• _TASK DETAILS_: Starting at the line that contains "Question. The photograph above contains instances of the helmet", copy each line through the final one exactly as written.

:: DATASET ::

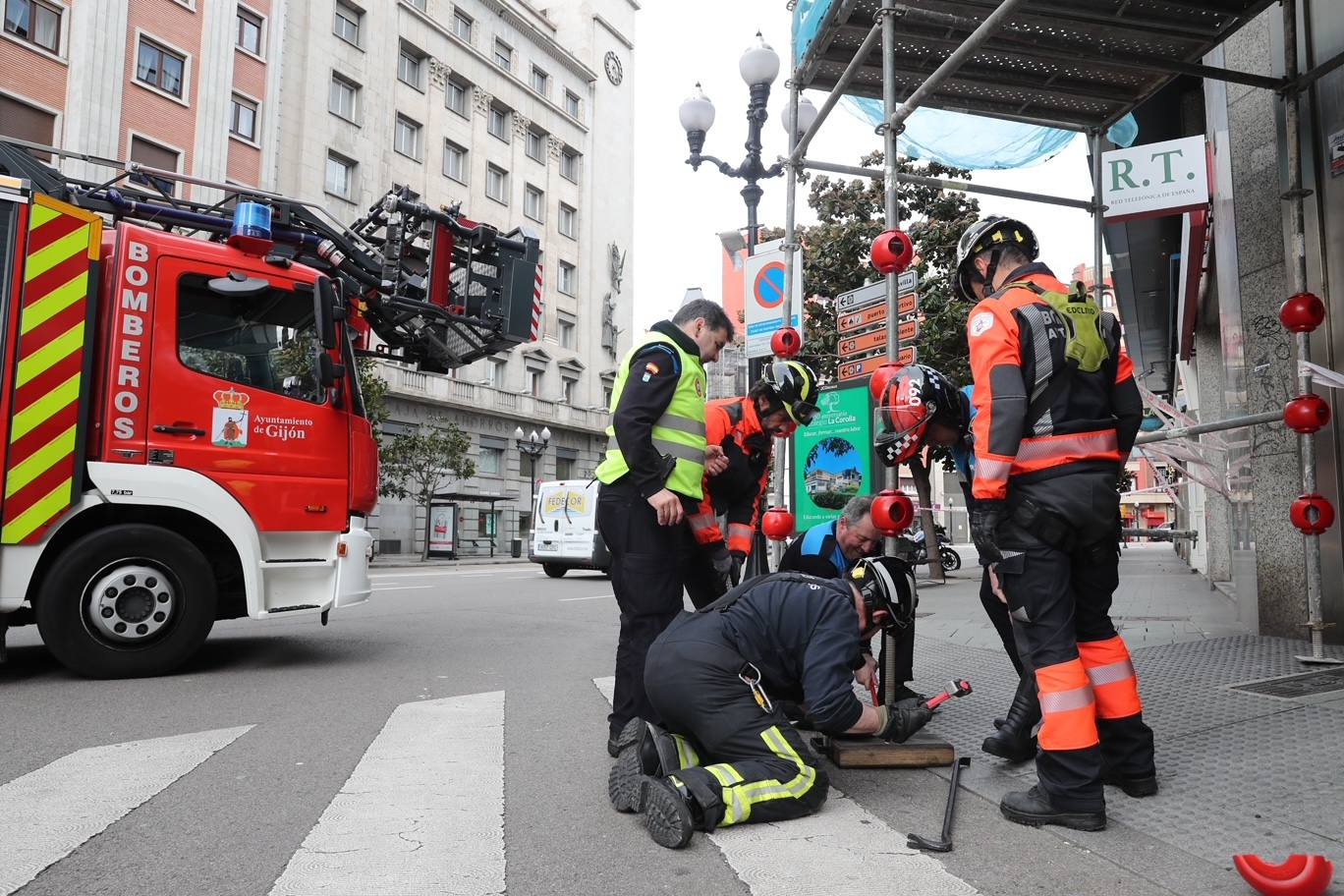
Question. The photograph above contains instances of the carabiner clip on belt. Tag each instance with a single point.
(752, 679)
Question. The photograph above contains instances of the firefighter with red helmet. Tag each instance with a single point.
(1056, 413)
(745, 427)
(921, 407)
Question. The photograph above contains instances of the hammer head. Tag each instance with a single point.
(916, 841)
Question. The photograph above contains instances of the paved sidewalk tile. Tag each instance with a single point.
(1239, 771)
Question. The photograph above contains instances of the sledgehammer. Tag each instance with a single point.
(916, 841)
(959, 688)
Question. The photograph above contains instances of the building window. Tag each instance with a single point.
(244, 119)
(496, 185)
(540, 81)
(343, 98)
(340, 176)
(491, 461)
(160, 68)
(455, 97)
(570, 165)
(406, 138)
(455, 161)
(497, 124)
(153, 156)
(533, 203)
(33, 22)
(347, 23)
(569, 222)
(536, 145)
(249, 31)
(28, 123)
(409, 65)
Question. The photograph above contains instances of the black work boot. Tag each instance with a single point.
(674, 811)
(1033, 808)
(1136, 786)
(645, 752)
(1014, 741)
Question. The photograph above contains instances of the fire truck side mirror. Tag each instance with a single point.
(324, 311)
(328, 371)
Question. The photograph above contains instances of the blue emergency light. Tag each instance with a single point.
(252, 229)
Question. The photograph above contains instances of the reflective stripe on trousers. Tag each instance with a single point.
(740, 797)
(1112, 675)
(1067, 706)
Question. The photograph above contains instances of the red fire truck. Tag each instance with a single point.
(180, 420)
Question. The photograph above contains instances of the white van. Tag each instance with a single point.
(565, 531)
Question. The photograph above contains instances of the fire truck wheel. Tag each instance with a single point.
(125, 602)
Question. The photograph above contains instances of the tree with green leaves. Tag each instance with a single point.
(417, 465)
(851, 212)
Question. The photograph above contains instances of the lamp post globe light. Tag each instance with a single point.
(759, 66)
(533, 446)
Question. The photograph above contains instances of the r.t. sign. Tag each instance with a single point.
(1158, 179)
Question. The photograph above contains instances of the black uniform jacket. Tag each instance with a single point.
(803, 635)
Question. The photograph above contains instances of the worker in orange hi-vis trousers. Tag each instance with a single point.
(1056, 412)
(745, 427)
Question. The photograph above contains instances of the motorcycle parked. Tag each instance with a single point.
(946, 554)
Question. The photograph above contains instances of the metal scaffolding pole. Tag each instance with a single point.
(1297, 265)
(1096, 216)
(837, 91)
(952, 63)
(956, 186)
(791, 273)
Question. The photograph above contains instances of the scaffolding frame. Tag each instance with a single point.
(1289, 87)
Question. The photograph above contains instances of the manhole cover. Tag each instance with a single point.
(1300, 686)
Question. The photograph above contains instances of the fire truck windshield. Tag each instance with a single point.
(263, 339)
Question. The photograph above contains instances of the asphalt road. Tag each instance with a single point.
(291, 708)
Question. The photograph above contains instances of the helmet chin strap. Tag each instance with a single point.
(992, 270)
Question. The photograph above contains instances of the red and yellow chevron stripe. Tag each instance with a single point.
(42, 457)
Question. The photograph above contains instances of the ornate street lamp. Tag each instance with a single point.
(759, 66)
(533, 446)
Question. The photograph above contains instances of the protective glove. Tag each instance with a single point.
(897, 724)
(735, 573)
(984, 527)
(722, 563)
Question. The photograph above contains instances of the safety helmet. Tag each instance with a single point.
(990, 233)
(886, 584)
(916, 397)
(793, 387)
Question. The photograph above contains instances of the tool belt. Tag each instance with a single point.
(1044, 524)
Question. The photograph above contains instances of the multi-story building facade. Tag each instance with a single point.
(488, 103)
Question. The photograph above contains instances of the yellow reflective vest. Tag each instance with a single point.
(678, 434)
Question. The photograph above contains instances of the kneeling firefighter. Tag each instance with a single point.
(715, 677)
(745, 427)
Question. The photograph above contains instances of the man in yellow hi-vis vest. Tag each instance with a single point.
(650, 478)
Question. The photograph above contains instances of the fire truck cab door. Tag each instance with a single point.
(234, 395)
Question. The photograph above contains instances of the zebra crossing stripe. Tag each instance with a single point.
(422, 812)
(843, 848)
(50, 812)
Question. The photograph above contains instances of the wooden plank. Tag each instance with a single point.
(921, 752)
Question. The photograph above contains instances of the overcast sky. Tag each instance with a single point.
(679, 212)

:::

• _CORRECT RESPONSE_:
Question. The photograph above contains instances of the helmet chin strap. Tag each instance with a single point.
(992, 270)
Question. The photograph above contains instances of the red and yellow chevron stripe. Tag each instance with a single point.
(42, 457)
Question. The photograph above contains instances of the ornate street lamp. Tag each instance with a single point.
(759, 66)
(533, 446)
Question. The photograph above contains instances of the protective glove. Tag each instance with a single point.
(897, 724)
(735, 573)
(984, 527)
(722, 563)
Question. The photograph above contains instances of the safety helmet. Tag each instance with a single point.
(990, 233)
(886, 584)
(916, 397)
(793, 387)
Question. The photograph above contains instances of the tool belt. Tag each instance with a single point.
(1044, 524)
Question. The photograph above contains instances of the multi-story building facade. Tag each instance with a single point.
(488, 103)
Question. The photograph above contains instances of the yellow reflective vest. Tag each instance with a single point.
(678, 434)
Question. The photograph above contains instances of the kneeling firefighter. Tag each instance with a single point.
(715, 677)
(745, 427)
Question. The photograph above contains instances of the man in yellow hi-vis vest. Tag each instance with a single point.
(650, 478)
Question. The photograph above contains instances of the fire truck cab door. Tag each instance with a single point.
(234, 395)
Question. The photograph above contains instances of the zebra crossing stripe. Tag each instance with a single point.
(422, 812)
(843, 848)
(50, 812)
Question. The photograph above contains instances of the wooden plank. Tag each instance with a single point.
(921, 752)
Question. The photograph above contains instances of the overcast sky. Tag each instance with a single point.
(679, 212)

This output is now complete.